● CHALLENGE A
Duplicate the lines of the records beginning with the line containing "[outline] industrial chimney" and continuing through the line containing "105 83 L 99", both ends included.

Real stories about dating and relationships in New York City. Truth is more interesting than fiction.

Give Peace a Chance

I’ve been totally loving a series that Sirens Magazine is doing called Peace Talks: Single-Married Relations. LOVING it. I love the no-nonsense, no-drama approach they took.

Of course, this is an issue that I find particularly compelling because it’s kind of a taboo, in it’s own special way.  My closest friends are mostly married, or have been married.  Many are divorced (for a long while now, and some more than once) or are in the midst of working their ways through divorces, separations or serious marital troubles.  That’s all to be expected.  I mean, I’m 39.  Demographically speaking, as a , never-married woman, I’m in the minority of people around my age and I’m cool with that.  And statisticaly speaking, lots of people have troubled marriages and/or get divorced.

Among my closest friends, we worked these issues out years ago.  But this is a small, select group of people.  They know it’s cool to ask me about my dating life.  But they also know that my happiness doesn’t depend on how that’s going, so our conversations don’t revolve around my relationships with men.

● Mask labeling examples
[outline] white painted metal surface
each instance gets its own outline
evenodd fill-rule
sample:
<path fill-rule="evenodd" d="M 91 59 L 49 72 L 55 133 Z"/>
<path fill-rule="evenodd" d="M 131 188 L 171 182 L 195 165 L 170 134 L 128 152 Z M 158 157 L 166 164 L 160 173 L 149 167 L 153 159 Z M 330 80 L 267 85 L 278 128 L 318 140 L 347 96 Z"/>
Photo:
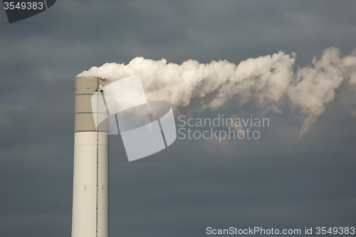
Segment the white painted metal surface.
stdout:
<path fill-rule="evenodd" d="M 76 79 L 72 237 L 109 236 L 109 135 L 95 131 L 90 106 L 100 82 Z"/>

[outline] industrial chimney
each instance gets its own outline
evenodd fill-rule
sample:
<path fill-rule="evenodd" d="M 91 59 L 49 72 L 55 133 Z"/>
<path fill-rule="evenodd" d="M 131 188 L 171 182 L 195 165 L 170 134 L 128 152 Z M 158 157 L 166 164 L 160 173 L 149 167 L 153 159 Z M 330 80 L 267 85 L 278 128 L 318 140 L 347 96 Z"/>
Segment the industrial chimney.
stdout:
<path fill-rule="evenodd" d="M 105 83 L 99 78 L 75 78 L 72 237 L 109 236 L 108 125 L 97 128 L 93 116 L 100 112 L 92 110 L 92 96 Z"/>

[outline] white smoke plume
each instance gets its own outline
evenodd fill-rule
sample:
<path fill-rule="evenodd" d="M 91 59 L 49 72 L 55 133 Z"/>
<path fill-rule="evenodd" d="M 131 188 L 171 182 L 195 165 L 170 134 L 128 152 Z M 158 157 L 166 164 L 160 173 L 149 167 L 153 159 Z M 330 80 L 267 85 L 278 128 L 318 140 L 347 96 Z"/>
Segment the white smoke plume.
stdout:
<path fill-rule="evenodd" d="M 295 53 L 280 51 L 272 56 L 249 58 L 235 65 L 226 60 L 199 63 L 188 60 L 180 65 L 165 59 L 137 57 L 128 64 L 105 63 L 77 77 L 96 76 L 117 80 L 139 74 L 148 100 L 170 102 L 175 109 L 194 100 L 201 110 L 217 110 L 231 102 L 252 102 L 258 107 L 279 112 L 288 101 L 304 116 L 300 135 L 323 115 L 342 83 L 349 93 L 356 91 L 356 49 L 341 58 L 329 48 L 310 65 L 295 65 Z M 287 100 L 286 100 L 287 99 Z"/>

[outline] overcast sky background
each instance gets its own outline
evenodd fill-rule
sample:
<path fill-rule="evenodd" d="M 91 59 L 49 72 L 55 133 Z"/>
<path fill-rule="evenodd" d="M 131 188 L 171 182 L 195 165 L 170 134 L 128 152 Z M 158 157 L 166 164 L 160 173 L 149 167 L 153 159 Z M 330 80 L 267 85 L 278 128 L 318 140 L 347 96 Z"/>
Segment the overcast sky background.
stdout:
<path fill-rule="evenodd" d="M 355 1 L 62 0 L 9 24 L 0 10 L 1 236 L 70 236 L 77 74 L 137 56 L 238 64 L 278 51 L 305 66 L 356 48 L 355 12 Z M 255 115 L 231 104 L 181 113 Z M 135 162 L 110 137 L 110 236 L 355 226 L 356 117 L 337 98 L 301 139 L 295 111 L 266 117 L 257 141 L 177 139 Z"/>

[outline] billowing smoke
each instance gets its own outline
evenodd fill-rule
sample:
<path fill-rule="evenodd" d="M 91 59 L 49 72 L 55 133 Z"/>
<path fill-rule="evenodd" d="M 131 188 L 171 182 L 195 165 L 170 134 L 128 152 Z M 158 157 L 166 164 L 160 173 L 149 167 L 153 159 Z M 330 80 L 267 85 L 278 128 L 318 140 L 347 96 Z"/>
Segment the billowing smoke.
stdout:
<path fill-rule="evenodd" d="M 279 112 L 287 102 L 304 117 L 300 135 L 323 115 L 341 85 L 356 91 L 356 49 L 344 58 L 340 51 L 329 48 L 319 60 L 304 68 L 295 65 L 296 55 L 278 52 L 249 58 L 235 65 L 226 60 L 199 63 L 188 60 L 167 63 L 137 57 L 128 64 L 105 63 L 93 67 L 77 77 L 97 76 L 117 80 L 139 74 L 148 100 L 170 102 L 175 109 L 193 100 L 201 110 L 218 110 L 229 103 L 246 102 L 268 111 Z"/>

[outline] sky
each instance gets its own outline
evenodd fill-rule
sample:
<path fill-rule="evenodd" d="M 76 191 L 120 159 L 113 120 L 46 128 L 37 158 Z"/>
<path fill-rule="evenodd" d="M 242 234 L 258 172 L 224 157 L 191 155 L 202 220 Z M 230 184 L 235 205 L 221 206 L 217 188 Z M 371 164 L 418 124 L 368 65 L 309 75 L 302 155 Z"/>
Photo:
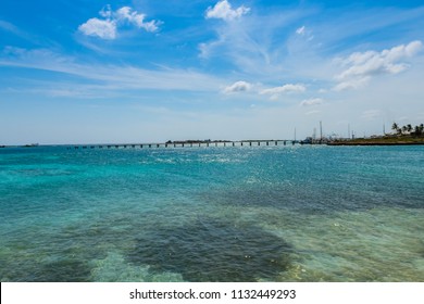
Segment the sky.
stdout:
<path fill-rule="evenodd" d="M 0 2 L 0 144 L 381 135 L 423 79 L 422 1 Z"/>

● CHALLENGE B
Pick up the New York dating post after its last sentence and keep writing.

● RESULT A
[outline] industrial chimney
each instance gets its own outline
evenodd fill-rule
sample:
<path fill-rule="evenodd" d="M 91 59 L 49 72 L 55 133 Z"/>
<path fill-rule="evenodd" d="M 131 188 L 171 182 L 195 165 L 170 134 L 128 152 Z M 158 157 L 166 164 L 160 173 L 149 167 L 153 159 Z M 330 80 L 267 85 L 278 128 L 318 140 L 347 96 Z"/>
Segment the industrial chimney.
stdout:
<path fill-rule="evenodd" d="M 105 83 L 99 78 L 75 78 L 72 237 L 109 236 L 108 125 L 97 128 L 93 116 L 100 112 L 92 110 L 92 96 Z"/>

● RESULT B
On the other hand, when I need to talk about something that’s going on with a guy (or need to run away from home/my life, as I needed to do a couple of years ago) they’re there with a shoulder to cry on or a guestroom to stay in for as long as I need it.  Same as I am for them and their life’s troubles.  Whatever they are.

Amongst strangers, casual acquaintances and folks here in the blogosphere things seem so much harder.  It’s pretty much impossible for me to talk about being single and being OK with it without a married person or two taking umbrage.  And when I point out that I’d rather not be asked, “why are you still single?”, well…  And god forbid I point out that I know a couple of women (because I do) who married for reasons other than love.

I adore my married friends.  They know I do.  The 2 people I’m closest to in the world have each been happily married for over a decade.  I respect the choices they made and I’m pretty sure that they respect the choices I’ve made.

Choices, we all made them.

Anyway, it’s a great series so far.  I highly recommend it.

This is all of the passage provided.